TASK REQUIREMENTS:
Locate "the skirt waistband" in the records below, then copy its line and every following line exactly, without the pictures.
= = = = =
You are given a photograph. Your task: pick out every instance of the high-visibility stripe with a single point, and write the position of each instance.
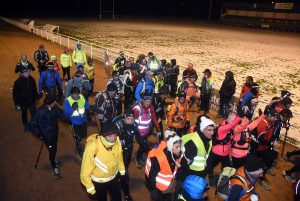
(106, 179)
(162, 181)
(90, 189)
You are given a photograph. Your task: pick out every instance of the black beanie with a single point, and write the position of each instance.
(128, 112)
(109, 128)
(253, 163)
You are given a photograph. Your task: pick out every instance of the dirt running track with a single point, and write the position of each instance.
(18, 149)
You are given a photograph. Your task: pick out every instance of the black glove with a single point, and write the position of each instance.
(188, 124)
(267, 109)
(94, 196)
(153, 194)
(123, 179)
(240, 111)
(75, 106)
(68, 121)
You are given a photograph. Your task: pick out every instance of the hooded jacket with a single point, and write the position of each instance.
(228, 86)
(24, 91)
(178, 114)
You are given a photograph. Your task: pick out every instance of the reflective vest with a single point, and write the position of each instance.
(80, 102)
(158, 82)
(199, 162)
(153, 64)
(235, 181)
(165, 175)
(144, 119)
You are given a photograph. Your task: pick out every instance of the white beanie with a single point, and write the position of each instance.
(206, 122)
(171, 137)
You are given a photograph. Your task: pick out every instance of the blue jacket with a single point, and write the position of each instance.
(68, 110)
(50, 78)
(246, 98)
(149, 89)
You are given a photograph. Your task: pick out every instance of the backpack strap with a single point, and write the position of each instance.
(242, 179)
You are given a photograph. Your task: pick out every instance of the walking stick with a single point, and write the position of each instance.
(284, 140)
(37, 160)
(77, 141)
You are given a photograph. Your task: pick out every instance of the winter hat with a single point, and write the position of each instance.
(286, 101)
(149, 72)
(49, 99)
(163, 90)
(181, 94)
(23, 56)
(285, 93)
(194, 186)
(272, 113)
(53, 57)
(254, 101)
(75, 90)
(206, 122)
(253, 164)
(111, 87)
(109, 128)
(128, 112)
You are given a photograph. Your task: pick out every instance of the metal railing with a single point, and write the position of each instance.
(97, 52)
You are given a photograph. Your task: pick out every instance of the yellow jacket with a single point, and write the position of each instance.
(89, 70)
(102, 168)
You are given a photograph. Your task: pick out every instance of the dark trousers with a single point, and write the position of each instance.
(141, 150)
(180, 131)
(113, 187)
(266, 156)
(214, 159)
(238, 162)
(66, 71)
(224, 106)
(24, 109)
(90, 92)
(52, 148)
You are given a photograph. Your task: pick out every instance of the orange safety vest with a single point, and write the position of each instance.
(235, 181)
(165, 175)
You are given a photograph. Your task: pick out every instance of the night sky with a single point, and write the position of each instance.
(173, 8)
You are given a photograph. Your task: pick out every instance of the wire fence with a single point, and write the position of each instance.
(98, 52)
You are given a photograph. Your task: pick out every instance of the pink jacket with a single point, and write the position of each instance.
(223, 150)
(237, 151)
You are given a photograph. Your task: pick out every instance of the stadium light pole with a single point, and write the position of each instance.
(209, 10)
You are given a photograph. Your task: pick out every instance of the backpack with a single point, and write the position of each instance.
(222, 187)
(91, 138)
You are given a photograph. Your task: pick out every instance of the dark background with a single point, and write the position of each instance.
(196, 9)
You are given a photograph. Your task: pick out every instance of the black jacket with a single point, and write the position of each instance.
(159, 106)
(44, 122)
(228, 86)
(28, 66)
(25, 91)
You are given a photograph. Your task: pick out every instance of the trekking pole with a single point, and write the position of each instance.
(37, 160)
(284, 140)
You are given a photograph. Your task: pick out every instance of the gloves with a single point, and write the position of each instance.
(153, 194)
(267, 109)
(188, 124)
(123, 179)
(75, 106)
(94, 196)
(240, 111)
(68, 121)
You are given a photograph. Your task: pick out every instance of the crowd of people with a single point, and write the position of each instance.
(133, 106)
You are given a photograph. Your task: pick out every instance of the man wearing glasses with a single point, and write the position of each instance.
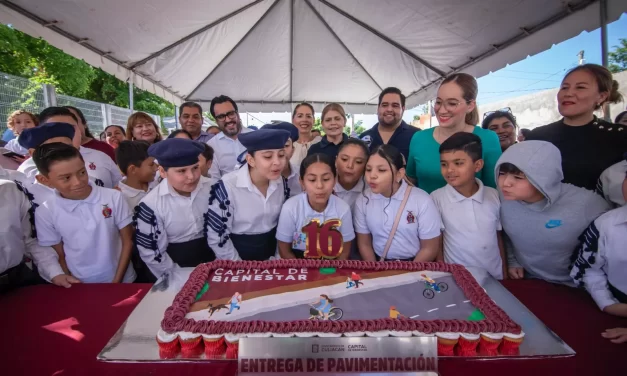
(391, 129)
(190, 118)
(225, 144)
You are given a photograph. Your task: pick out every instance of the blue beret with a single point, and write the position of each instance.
(32, 137)
(264, 139)
(176, 152)
(285, 126)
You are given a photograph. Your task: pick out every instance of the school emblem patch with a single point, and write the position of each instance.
(367, 140)
(106, 211)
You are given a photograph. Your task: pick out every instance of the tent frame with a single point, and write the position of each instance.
(131, 67)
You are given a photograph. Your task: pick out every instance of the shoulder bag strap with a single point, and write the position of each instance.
(396, 221)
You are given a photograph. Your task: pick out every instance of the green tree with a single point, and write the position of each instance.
(42, 63)
(618, 58)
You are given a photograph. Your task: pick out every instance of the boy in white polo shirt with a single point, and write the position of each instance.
(470, 211)
(139, 171)
(89, 227)
(601, 263)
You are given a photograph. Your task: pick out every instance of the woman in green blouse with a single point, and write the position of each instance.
(456, 110)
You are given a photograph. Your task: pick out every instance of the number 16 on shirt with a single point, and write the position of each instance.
(323, 240)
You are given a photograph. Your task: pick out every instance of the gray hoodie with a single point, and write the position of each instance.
(545, 234)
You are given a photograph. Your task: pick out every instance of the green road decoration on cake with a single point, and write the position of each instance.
(204, 289)
(476, 315)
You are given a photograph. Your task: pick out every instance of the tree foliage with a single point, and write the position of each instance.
(618, 58)
(35, 59)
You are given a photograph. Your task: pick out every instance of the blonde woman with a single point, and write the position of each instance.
(142, 127)
(303, 118)
(333, 123)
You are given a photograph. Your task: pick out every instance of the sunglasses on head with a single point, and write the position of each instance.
(504, 109)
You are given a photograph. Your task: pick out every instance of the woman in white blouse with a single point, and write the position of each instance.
(416, 235)
(303, 119)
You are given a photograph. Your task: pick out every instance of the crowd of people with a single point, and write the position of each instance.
(133, 206)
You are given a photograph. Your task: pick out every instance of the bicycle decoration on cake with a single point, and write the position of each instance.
(323, 310)
(432, 287)
(353, 281)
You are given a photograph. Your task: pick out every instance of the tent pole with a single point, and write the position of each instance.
(130, 92)
(603, 9)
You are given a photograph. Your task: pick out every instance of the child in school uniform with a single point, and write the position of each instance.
(351, 165)
(611, 184)
(393, 220)
(601, 259)
(88, 226)
(17, 122)
(471, 221)
(245, 204)
(542, 216)
(170, 220)
(100, 167)
(291, 169)
(317, 175)
(138, 169)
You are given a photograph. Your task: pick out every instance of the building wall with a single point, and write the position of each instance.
(540, 108)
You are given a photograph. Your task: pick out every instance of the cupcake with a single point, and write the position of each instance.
(446, 343)
(232, 345)
(190, 341)
(489, 344)
(214, 346)
(511, 343)
(168, 344)
(467, 345)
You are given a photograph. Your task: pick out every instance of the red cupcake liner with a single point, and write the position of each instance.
(510, 346)
(488, 346)
(169, 346)
(215, 348)
(232, 350)
(446, 346)
(466, 347)
(191, 344)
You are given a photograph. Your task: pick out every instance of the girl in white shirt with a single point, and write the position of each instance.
(351, 165)
(307, 219)
(17, 122)
(417, 236)
(244, 205)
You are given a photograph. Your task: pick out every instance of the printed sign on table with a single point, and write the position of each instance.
(343, 355)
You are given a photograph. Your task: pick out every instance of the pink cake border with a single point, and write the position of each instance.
(496, 320)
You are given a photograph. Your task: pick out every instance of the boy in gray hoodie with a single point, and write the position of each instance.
(542, 216)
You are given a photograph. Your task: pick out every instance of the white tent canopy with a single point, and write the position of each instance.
(269, 54)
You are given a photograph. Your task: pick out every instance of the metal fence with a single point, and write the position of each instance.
(20, 93)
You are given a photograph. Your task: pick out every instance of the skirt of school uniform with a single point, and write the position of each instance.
(619, 295)
(191, 253)
(256, 247)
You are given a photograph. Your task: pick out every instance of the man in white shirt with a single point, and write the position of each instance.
(190, 117)
(17, 238)
(225, 144)
(100, 168)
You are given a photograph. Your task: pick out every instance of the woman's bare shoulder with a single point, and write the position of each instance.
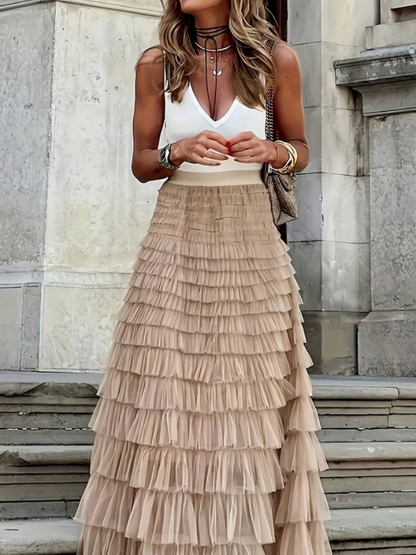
(149, 66)
(285, 59)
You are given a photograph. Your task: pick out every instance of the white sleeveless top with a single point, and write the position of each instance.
(187, 118)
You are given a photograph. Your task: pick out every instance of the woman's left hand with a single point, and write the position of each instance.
(247, 148)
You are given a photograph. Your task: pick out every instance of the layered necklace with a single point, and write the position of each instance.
(210, 33)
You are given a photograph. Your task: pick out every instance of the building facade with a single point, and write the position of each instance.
(72, 214)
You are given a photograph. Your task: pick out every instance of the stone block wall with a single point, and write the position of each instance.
(330, 241)
(73, 214)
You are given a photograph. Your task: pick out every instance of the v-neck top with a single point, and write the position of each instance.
(187, 118)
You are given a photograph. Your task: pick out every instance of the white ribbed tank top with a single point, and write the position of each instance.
(187, 118)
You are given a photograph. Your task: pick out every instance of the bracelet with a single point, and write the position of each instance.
(163, 158)
(291, 162)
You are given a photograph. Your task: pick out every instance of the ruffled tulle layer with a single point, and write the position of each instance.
(205, 428)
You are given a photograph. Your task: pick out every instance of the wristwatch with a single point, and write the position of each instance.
(164, 158)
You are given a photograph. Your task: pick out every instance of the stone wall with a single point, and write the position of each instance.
(73, 213)
(386, 78)
(330, 241)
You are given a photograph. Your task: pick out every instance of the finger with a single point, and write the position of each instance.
(214, 155)
(215, 145)
(239, 147)
(250, 160)
(205, 161)
(250, 152)
(216, 137)
(243, 136)
(205, 152)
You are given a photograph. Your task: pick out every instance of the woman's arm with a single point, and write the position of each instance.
(289, 116)
(148, 117)
(149, 113)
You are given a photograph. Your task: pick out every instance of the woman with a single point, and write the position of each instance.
(205, 429)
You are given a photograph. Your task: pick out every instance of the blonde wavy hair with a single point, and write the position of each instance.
(250, 30)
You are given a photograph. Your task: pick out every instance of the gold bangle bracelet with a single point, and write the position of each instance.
(292, 160)
(290, 148)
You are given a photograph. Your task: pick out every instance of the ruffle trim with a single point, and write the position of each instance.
(209, 265)
(249, 324)
(212, 279)
(149, 392)
(196, 343)
(240, 430)
(101, 541)
(235, 471)
(208, 368)
(215, 249)
(193, 292)
(177, 518)
(303, 499)
(276, 303)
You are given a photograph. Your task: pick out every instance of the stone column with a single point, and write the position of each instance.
(386, 78)
(330, 241)
(71, 215)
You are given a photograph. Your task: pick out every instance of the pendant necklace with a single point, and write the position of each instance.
(209, 33)
(217, 72)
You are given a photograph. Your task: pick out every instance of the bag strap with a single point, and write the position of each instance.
(271, 133)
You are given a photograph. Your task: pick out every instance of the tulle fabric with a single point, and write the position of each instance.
(205, 428)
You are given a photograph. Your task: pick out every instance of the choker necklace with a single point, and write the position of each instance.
(210, 33)
(213, 49)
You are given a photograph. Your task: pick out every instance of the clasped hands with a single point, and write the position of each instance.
(210, 148)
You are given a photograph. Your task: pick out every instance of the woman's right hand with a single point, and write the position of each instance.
(200, 149)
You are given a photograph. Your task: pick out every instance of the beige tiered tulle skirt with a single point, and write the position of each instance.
(205, 429)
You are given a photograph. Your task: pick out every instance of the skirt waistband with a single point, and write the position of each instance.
(216, 178)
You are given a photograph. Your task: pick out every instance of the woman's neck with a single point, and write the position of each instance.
(205, 20)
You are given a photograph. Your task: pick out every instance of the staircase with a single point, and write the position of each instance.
(368, 433)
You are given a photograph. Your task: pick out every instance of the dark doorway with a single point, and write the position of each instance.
(278, 15)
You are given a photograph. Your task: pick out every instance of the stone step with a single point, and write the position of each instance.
(42, 481)
(47, 409)
(369, 475)
(355, 531)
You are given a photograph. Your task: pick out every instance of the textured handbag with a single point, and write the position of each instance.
(280, 186)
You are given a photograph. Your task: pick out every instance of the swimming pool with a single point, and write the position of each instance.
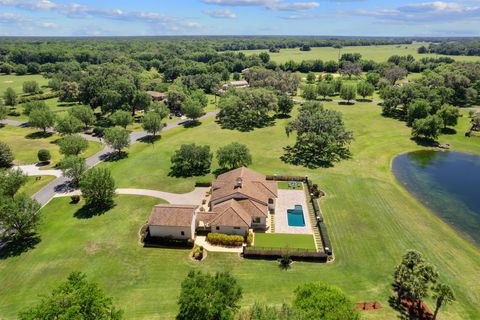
(295, 217)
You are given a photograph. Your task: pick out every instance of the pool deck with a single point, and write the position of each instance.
(287, 199)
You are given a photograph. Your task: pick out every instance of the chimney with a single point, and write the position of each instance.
(239, 183)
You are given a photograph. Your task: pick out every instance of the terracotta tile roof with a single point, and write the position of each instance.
= = = = =
RESPONSE AREA:
You are given a photograph. Your task: pick out every instance of the skirt waistband with a single point, and write the position of each instance.
(216, 178)
You are given a photograph. Your task: pick out every instance of the woman's neck with a single point, and write the position of each instance.
(205, 20)
You are given a photograph. Your task: pick out every instance of the staircase with a single point, and write the position of each instance.
(368, 433)
You are given a photograph. Your task: pick out every instance of the dark doorway with a single point, and write the position of each instance.
(278, 15)
You are given a photograph. Your task: pick out every instance of the stone step with a single point, and write the position of each instance.
(42, 481)
(47, 409)
(369, 475)
(355, 531)
You are given a photograph. Your task: pick out every instance of the textured handbag with a single point, and write the position of each instance.
(280, 186)
You are given a photograph. Your task: pick out every instance of the swimming pool with a single point, and write the position of each instance.
(295, 217)
You are given a photograph. Your task: pick out every instance of the pool deck with a single point, and write the position of each instance.
(287, 199)
You are given a photograph. Your task: pick out every instance of the chimney with a single point, and write the position of each instance.
(239, 183)
You are given a photograph. Your task: pick out every instance of the terracotta tile roof with a single point, and write the position of each instance.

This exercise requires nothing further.